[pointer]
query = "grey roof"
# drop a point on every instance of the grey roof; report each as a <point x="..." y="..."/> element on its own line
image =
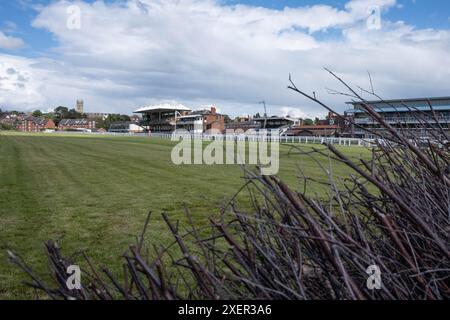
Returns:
<point x="75" y="122"/>
<point x="37" y="121"/>
<point x="408" y="100"/>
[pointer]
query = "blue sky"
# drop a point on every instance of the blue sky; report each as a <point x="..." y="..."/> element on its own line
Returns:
<point x="420" y="13"/>
<point x="126" y="56"/>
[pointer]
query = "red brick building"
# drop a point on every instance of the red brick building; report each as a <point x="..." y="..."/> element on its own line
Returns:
<point x="76" y="124"/>
<point x="33" y="124"/>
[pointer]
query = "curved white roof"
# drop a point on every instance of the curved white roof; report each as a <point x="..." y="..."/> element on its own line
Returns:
<point x="164" y="107"/>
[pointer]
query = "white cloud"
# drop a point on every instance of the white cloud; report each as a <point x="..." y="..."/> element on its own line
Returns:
<point x="8" y="42"/>
<point x="198" y="52"/>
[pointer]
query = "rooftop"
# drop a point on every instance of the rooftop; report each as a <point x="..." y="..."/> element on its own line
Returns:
<point x="163" y="107"/>
<point x="409" y="100"/>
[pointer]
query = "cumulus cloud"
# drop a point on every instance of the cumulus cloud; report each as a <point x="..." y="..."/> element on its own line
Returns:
<point x="8" y="42"/>
<point x="136" y="52"/>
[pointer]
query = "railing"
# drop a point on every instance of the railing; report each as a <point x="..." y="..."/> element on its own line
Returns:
<point x="355" y="142"/>
<point x="404" y="120"/>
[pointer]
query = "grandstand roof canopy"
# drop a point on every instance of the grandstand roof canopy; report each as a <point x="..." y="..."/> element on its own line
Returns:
<point x="163" y="107"/>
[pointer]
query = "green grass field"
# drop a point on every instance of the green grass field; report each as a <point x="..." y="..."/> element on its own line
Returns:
<point x="94" y="192"/>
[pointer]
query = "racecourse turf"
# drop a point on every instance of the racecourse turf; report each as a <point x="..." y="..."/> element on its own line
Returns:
<point x="93" y="193"/>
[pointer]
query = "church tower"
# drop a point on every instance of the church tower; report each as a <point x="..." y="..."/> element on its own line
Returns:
<point x="80" y="106"/>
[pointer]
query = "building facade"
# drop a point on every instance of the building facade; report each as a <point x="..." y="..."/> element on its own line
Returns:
<point x="201" y="121"/>
<point x="162" y="117"/>
<point x="76" y="125"/>
<point x="33" y="124"/>
<point x="125" y="127"/>
<point x="414" y="116"/>
<point x="80" y="106"/>
<point x="319" y="130"/>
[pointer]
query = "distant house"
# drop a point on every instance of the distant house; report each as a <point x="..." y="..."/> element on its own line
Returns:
<point x="33" y="124"/>
<point x="276" y="122"/>
<point x="12" y="119"/>
<point x="243" y="125"/>
<point x="202" y="120"/>
<point x="76" y="125"/>
<point x="96" y="115"/>
<point x="125" y="127"/>
<point x="313" y="130"/>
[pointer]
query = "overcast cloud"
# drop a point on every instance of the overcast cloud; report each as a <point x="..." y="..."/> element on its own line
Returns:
<point x="202" y="52"/>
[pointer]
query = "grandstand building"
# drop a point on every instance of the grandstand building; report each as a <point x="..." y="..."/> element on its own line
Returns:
<point x="410" y="115"/>
<point x="162" y="117"/>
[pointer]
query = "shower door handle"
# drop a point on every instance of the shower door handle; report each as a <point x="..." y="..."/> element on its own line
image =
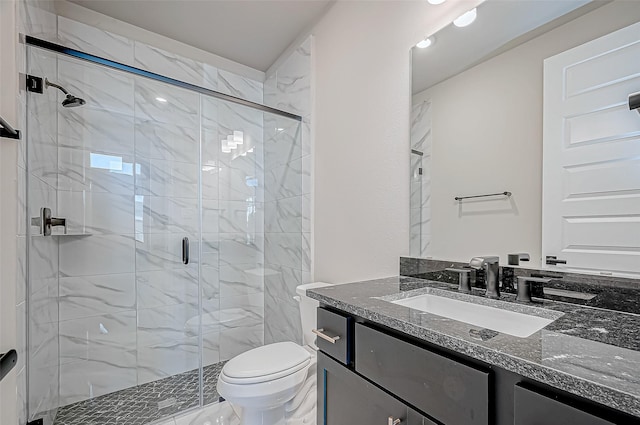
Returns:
<point x="185" y="250"/>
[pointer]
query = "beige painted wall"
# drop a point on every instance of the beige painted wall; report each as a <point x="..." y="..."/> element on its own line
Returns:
<point x="8" y="202"/>
<point x="361" y="181"/>
<point x="487" y="137"/>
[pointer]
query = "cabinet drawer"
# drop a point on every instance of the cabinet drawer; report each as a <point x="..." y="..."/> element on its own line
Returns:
<point x="344" y="398"/>
<point x="335" y="325"/>
<point x="531" y="408"/>
<point x="446" y="390"/>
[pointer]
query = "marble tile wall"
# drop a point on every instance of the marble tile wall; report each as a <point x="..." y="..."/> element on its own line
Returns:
<point x="240" y="221"/>
<point x="420" y="197"/>
<point x="127" y="172"/>
<point x="288" y="161"/>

Set exercise: Do not include the images; transcribe the rest of the listing exactly.

In response:
[pointer]
query = "grey roof"
# drop a point on every instance of the grey roof; report each as a <point x="..." y="..."/> element on its own line
image =
Returns:
<point x="75" y="122"/>
<point x="37" y="121"/>
<point x="408" y="100"/>
[pointer]
query = "blue sky"
# drop a point on every instance of the blue sky; report each as a <point x="..." y="..."/> element on its own line
Returns:
<point x="420" y="13"/>
<point x="126" y="56"/>
[pointer]
query = "red brick building"
# drop a point on every instance of the red brick building; report each as a <point x="..." y="..."/> element on its own line
Returns:
<point x="76" y="124"/>
<point x="33" y="124"/>
[pointer]
query = "curved white roof"
# drop a point on every instance of the curved white roof; report each as a <point x="..." y="..."/> element on its own line
Returns:
<point x="164" y="107"/>
[pointer]
query = "white cloud"
# drop a point on every instance of the white cloud; report each as a <point x="..." y="..."/> element on its own line
Returns:
<point x="8" y="42"/>
<point x="198" y="52"/>
[pointer]
query = "rooftop"
# drop a point on every instance of the rooftop; report each as a <point x="..." y="..."/> element on its own line
Returns:
<point x="163" y="107"/>
<point x="409" y="100"/>
[pointer]
query = "cumulus cloud"
# drop a point on every instance of the cumulus cloud; report each as a <point x="..." y="..."/> element on its own line
Returns:
<point x="8" y="42"/>
<point x="136" y="52"/>
[pointer]
query = "railing"
# drop a point on every instance of the railing; report each as a <point x="..." y="..."/> element on its own line
Returns:
<point x="355" y="142"/>
<point x="404" y="120"/>
[pointer]
query = "grandstand roof canopy"
# drop a point on every instance of the grandstand roof canopy; report each as a <point x="..." y="..."/> element on its own line
Returns:
<point x="163" y="107"/>
[pointer]
query = "green grass field"
# drop a point on every instance of the green grass field; report each as a <point x="..." y="..."/> element on its own line
Returns:
<point x="94" y="192"/>
[pointer]
query = "racecourse turf"
# drop a point on every instance of the racecourse turf; report each as a <point x="..." y="..."/> element on its own line
Returns:
<point x="93" y="193"/>
[pointer]
query = "church tower"
# drop a point on every instance of the church tower; report each as a <point x="..." y="..."/> element on its own line
Returns:
<point x="80" y="106"/>
[pointer]
query = "building facade"
# drop a point on every instance of the building facade; report each as a <point x="..." y="..."/> element on its own line
Returns:
<point x="201" y="121"/>
<point x="162" y="117"/>
<point x="76" y="125"/>
<point x="33" y="124"/>
<point x="125" y="127"/>
<point x="414" y="116"/>
<point x="80" y="106"/>
<point x="319" y="130"/>
[pointer]
query = "distant house"
# drop a point on every instance of the distant house; report each as a <point x="..." y="..."/> element on its own line
Returns:
<point x="33" y="124"/>
<point x="276" y="122"/>
<point x="12" y="119"/>
<point x="243" y="125"/>
<point x="202" y="120"/>
<point x="76" y="125"/>
<point x="96" y="115"/>
<point x="125" y="127"/>
<point x="313" y="130"/>
[pointer]
query = "overcast cloud"
# drop a point on every instance of the overcast cloud; report each as a <point x="..." y="..."/> element on its own line
Returns:
<point x="202" y="52"/>
[pointer]
query = "grandstand building"
# drop a point on every instance of the grandstand building; report each as a <point x="..." y="..."/> element on its own line
Returns:
<point x="410" y="115"/>
<point x="162" y="117"/>
[pointer]
query = "shower door handle"
# drop a point on every instance of the shower door handle; report each as a <point x="..." y="..."/> element on its own line
image =
Returns:
<point x="185" y="250"/>
[pointer]
query = "beige painted wall"
# drop a point on every instance of the beige painted wall; report each as a <point x="..." y="..."/> element on its own line
Returns:
<point x="8" y="202"/>
<point x="361" y="181"/>
<point x="487" y="137"/>
[pointer]
query = "cabinet drawer"
# drop a point on every instance of the cabinet drawer; report each as a <point x="..." y="..."/> element on its own line
Returns:
<point x="344" y="398"/>
<point x="335" y="325"/>
<point x="531" y="408"/>
<point x="446" y="390"/>
[pointer]
query = "marble tile wall"
# drop a point on every instance of the marble tile wall; report each as a <point x="..." y="..."/> element on its own line
Returns:
<point x="240" y="221"/>
<point x="420" y="197"/>
<point x="127" y="172"/>
<point x="288" y="161"/>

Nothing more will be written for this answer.